Document excerpt:
^^^^^^^^
Off topic -- long NYT article about I.R.S. / gift taxes / estate taxes.

April 1, 2000

I.R.S. Sees Rise in Evasion of Gift Taxes

By DAVID CAY JOHNSTON

To save on taxes, Americans routinely understate the value of what they
give their heirs, particularly stock in family-owned businesses and real
estate, new data from the Internal Revenue Service shows. But the
agency has almost no resources to stop the problem, and a recently passed
law has only increased the chances of not getting caught.

More than 80 percent of the 1,651 tax returns reporting gifts of $1 million or
more that were audited last year understated the value of the gift, the I.R.S.
found.

The average understatement was about $303,000, on which about $167,000
in additional gift taxes was due. This alone cost the government about $275
million last year.

Understatement also appears to be flagrant among the quarter-million
Americans who each year make smaller gifts, I.R.S. records show. On the
650 of these returns that were audited, the average additional gift tax the
I.R.S. recommended was $97,000. The I.R.S. would not estimate the total
cost to the government of understated gifts.

But it is clear that a far greater percentage of Americans who owe gift taxes
shortchange the government than do Americans paying income taxes and
other levies. What is more, the sums involved in each case are much larger.
^^^^^^^^
Entries:
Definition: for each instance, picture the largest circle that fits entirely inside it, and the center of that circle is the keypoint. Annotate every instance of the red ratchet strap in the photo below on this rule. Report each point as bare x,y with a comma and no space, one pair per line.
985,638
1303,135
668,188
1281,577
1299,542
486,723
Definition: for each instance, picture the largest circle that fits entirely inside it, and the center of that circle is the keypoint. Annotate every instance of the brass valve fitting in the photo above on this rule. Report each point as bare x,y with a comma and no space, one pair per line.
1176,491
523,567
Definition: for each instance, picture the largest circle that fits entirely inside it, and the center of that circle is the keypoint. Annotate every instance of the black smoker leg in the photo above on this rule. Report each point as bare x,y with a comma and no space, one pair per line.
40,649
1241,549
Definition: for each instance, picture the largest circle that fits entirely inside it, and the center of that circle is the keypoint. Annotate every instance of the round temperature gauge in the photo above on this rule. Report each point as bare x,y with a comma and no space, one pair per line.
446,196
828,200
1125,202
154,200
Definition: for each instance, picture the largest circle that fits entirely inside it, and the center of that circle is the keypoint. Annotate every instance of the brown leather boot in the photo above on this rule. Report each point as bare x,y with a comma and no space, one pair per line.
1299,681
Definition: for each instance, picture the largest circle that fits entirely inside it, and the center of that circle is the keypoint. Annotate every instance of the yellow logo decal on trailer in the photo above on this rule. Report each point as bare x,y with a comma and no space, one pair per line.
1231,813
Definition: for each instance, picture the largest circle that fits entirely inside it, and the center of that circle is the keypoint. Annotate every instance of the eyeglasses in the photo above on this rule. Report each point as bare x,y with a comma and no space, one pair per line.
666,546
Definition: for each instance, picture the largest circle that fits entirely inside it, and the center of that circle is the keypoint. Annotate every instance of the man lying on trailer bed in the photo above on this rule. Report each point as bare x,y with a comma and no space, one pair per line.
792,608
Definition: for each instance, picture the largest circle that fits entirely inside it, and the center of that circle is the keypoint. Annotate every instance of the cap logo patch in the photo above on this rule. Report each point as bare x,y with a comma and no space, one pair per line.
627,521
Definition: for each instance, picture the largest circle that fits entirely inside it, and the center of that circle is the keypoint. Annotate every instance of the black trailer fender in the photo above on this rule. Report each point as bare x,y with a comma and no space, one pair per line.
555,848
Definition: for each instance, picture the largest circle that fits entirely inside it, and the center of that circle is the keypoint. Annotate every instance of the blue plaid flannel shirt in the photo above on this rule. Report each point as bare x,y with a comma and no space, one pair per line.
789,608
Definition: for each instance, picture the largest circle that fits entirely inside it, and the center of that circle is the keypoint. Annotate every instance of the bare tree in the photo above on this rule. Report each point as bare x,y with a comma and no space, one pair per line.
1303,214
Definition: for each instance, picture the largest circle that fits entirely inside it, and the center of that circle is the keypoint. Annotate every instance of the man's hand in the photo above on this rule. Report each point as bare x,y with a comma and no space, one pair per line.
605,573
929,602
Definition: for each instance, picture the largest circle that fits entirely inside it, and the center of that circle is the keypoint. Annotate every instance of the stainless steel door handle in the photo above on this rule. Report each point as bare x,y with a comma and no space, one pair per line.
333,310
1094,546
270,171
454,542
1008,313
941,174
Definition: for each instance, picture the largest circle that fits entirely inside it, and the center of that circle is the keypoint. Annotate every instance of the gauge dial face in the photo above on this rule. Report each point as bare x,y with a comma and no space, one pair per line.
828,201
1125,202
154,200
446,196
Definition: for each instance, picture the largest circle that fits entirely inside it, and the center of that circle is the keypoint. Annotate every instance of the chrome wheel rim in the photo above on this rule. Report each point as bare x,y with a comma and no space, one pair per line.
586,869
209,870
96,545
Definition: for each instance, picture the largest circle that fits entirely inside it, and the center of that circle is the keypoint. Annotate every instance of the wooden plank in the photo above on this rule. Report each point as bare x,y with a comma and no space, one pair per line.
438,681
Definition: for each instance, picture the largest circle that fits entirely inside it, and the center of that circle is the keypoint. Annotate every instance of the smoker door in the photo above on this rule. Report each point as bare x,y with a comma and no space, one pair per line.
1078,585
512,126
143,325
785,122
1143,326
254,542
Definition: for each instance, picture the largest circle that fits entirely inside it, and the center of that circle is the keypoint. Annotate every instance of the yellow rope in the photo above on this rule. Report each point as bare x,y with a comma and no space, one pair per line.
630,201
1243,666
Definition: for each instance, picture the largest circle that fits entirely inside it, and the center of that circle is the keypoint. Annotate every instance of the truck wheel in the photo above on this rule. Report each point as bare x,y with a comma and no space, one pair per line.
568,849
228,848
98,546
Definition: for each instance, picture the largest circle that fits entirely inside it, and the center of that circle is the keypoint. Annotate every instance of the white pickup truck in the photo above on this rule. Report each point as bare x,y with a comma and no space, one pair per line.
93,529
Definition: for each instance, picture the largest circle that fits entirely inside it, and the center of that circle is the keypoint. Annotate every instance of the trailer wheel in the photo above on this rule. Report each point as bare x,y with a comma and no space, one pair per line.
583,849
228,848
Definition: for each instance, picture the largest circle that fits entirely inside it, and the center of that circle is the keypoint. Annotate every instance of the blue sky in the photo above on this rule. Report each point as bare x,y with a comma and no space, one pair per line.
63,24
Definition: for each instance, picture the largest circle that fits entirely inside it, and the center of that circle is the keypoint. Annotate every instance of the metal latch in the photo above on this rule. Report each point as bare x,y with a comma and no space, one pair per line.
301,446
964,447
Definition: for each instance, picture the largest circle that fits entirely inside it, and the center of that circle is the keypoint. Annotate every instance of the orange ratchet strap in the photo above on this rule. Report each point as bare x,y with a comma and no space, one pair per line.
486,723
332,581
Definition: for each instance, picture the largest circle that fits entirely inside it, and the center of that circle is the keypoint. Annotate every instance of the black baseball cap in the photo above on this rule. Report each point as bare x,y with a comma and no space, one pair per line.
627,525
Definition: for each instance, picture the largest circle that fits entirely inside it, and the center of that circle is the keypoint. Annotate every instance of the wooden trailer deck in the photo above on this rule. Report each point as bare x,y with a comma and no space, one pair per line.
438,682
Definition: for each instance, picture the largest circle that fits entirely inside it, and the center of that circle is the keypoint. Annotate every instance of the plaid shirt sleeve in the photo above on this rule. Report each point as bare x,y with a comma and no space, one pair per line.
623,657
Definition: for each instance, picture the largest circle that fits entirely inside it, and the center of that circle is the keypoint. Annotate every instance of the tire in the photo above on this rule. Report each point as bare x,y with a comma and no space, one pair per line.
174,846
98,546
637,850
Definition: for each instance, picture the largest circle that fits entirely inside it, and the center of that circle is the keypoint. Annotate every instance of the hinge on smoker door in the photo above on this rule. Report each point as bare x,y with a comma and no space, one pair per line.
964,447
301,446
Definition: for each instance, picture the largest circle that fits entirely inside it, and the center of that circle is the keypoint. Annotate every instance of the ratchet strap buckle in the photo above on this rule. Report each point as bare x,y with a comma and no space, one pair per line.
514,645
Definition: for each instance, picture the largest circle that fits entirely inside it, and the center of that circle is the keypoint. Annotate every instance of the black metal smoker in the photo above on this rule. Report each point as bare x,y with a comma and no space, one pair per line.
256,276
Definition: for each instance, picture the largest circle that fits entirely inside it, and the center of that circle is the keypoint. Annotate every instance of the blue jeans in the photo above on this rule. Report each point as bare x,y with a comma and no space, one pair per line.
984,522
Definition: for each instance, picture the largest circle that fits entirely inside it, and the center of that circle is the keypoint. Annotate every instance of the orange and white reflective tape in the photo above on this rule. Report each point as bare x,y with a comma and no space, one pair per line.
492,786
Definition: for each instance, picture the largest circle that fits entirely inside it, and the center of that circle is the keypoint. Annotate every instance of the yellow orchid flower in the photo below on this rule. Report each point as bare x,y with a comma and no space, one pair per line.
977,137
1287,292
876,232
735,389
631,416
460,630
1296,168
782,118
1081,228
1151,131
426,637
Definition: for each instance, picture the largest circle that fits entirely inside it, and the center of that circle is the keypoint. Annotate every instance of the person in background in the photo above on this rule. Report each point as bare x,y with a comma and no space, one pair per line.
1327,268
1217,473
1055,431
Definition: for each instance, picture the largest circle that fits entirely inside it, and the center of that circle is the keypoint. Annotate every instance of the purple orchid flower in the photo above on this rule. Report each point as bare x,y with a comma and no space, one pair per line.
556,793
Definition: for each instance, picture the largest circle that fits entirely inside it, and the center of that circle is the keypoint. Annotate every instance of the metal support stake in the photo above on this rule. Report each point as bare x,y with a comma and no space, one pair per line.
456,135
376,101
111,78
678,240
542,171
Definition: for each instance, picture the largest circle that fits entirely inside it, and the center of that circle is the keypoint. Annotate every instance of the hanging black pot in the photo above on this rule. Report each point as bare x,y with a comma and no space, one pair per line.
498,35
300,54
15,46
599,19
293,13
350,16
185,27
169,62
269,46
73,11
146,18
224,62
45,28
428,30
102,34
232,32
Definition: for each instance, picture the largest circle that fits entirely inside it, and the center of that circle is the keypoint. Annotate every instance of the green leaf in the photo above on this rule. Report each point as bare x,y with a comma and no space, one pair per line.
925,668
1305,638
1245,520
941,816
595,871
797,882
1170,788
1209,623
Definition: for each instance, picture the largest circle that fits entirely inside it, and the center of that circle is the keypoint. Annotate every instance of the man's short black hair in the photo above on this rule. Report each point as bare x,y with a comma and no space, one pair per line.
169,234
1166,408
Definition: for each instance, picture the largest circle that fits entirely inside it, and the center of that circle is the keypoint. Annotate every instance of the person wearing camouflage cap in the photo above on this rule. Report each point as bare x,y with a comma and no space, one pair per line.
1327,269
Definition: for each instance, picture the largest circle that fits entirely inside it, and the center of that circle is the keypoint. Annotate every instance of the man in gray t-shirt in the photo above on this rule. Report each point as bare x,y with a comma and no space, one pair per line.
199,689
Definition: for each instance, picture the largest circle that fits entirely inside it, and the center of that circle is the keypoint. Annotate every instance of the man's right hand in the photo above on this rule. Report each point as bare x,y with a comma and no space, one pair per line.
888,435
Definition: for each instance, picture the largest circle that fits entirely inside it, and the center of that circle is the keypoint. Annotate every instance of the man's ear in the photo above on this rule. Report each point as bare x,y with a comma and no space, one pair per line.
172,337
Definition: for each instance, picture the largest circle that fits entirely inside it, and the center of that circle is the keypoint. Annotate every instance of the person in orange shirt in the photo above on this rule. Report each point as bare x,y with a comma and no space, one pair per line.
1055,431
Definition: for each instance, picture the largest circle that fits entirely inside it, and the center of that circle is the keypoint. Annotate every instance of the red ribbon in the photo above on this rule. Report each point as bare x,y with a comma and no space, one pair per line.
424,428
^^^^^^^^
To-do list:
A – Which dollar amounts appear in the gift-tax article?
B – Can you repeat the part of the gift-tax article between "Understatement also appears" and "are much larger.", inclusive, word for word?

Correct answers:
A –
$1 million
$303,000
$167,000
$275 million
$97,000

B –
Understatement also appears to be flagrant among the quarter-million
Americans who each year make smaller gifts, I.R.S. records show. On the
650 of these returns that were audited, the average additional gift tax the
I.R.S. recommended was $97,000. The I.R.S. would not estimate the total
cost to the government of understated gifts.

But it is clear that a far greater percentage of Americans who owe gift taxes
shortchange the government than do Americans paying income taxes and
other levies. What is more, the sums involved in each case are much larger.